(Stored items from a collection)
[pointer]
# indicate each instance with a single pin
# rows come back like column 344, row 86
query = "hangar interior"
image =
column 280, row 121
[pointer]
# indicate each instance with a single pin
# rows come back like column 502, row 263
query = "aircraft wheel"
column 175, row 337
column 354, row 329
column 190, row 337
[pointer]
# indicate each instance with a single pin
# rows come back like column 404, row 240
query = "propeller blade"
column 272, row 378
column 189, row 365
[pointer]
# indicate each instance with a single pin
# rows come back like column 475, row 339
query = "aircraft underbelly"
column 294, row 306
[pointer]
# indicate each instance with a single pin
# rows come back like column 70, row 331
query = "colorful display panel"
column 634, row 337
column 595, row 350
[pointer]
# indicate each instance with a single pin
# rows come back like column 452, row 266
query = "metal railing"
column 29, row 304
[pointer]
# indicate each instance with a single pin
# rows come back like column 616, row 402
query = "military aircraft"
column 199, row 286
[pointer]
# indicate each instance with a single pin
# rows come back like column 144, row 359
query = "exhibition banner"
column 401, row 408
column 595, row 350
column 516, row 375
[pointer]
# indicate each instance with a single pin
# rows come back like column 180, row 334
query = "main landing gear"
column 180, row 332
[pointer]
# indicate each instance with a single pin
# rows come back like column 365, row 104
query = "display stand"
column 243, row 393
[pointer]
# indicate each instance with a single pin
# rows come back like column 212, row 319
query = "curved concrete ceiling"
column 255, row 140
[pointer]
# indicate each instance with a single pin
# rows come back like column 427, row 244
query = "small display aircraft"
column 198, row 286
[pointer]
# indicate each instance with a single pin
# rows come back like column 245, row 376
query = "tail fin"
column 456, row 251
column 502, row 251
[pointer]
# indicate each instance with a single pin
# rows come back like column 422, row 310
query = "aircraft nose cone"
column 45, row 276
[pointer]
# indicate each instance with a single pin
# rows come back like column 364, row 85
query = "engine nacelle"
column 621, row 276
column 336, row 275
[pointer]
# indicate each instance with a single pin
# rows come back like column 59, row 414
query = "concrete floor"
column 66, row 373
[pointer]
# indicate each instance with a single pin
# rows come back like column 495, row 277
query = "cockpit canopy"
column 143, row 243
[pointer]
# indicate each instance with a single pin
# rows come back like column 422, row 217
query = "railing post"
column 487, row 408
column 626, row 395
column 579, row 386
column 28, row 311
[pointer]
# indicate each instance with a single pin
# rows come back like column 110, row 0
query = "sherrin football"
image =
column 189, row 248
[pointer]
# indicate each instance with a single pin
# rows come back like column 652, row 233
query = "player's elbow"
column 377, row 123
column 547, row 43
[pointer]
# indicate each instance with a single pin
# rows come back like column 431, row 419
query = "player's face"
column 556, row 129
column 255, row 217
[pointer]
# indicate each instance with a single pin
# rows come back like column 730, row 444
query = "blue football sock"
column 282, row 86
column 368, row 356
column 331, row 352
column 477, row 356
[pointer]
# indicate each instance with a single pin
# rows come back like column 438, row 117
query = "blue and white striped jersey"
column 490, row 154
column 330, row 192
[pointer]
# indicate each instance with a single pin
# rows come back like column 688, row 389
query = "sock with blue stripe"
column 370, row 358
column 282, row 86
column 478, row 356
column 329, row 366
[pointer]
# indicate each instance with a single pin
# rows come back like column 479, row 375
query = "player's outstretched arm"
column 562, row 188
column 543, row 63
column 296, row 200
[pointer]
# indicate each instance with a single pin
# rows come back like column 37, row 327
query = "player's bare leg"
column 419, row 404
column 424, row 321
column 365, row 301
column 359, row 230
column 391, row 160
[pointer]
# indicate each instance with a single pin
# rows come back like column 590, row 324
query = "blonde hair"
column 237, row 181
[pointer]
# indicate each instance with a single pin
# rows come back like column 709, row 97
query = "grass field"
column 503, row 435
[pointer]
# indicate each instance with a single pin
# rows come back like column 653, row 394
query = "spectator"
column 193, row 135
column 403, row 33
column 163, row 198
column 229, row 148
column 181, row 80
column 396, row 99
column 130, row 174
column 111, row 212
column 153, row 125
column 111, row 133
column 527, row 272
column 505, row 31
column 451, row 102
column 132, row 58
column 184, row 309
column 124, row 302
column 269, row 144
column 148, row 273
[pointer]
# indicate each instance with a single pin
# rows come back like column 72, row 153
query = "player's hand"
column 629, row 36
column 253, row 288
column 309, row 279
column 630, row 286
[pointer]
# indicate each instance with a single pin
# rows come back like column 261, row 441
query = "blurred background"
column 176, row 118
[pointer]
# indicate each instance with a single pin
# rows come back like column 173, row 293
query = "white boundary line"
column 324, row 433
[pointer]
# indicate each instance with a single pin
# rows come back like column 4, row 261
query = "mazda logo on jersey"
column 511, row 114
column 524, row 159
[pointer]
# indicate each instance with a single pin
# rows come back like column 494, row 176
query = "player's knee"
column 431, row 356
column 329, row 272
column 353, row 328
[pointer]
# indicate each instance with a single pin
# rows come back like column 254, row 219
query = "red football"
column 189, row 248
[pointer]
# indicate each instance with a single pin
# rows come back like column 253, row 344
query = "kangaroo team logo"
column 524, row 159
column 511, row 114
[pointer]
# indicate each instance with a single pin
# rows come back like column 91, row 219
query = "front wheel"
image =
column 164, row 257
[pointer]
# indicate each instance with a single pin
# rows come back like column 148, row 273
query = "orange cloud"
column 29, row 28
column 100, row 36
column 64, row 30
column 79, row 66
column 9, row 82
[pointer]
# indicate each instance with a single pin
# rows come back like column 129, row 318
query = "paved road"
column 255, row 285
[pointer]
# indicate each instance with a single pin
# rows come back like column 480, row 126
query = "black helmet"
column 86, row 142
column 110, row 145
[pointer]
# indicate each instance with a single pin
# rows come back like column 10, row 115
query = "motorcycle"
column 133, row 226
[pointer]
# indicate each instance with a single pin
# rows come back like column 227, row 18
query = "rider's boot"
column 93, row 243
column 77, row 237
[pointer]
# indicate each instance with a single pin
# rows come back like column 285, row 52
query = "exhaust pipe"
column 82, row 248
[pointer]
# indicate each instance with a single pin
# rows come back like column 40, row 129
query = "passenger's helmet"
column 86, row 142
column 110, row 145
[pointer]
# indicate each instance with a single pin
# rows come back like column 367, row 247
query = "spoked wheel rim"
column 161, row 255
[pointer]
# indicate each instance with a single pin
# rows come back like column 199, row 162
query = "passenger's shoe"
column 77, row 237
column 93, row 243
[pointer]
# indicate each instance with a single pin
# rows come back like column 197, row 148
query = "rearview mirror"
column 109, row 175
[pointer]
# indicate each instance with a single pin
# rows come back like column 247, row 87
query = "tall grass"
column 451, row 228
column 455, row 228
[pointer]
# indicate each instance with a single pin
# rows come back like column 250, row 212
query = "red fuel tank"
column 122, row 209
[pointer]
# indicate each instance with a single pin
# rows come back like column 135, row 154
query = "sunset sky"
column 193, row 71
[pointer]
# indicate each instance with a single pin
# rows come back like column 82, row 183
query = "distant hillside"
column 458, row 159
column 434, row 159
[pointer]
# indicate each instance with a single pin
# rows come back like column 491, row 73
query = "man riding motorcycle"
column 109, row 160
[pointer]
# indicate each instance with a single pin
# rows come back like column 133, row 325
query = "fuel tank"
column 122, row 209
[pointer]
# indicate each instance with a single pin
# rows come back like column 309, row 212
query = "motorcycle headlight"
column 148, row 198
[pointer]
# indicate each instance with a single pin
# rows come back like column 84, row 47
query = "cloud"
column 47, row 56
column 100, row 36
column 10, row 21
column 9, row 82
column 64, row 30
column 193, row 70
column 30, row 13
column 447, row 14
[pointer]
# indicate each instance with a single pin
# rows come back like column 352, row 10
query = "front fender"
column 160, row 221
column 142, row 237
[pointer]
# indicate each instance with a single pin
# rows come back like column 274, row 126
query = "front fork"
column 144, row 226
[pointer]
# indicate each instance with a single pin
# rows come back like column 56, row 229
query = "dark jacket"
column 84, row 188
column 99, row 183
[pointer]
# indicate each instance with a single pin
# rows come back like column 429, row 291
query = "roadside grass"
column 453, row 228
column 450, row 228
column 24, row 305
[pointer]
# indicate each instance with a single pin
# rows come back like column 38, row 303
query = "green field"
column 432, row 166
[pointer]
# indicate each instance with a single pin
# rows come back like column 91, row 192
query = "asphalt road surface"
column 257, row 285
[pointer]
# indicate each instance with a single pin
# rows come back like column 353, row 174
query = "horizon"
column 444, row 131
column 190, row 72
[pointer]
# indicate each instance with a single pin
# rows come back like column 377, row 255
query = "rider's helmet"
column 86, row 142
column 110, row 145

▶ What the exercise asks
Look above for the line containing "# rows come back like column 438, row 117" and the line containing "# rows come back like column 479, row 375". Transcribe both, with the lines between them, exactly.

▶ Exercise result
# rows come back like column 438, row 117
query = "blue and white striped jersey"
column 490, row 154
column 330, row 192
[pointer]
# indicate each instance with a single pin
# rows come back like column 688, row 389
query = "sock with blue stripe"
column 370, row 358
column 282, row 86
column 478, row 356
column 329, row 366
[pointer]
# indicate each instance with a single pin
# rows come back like column 479, row 375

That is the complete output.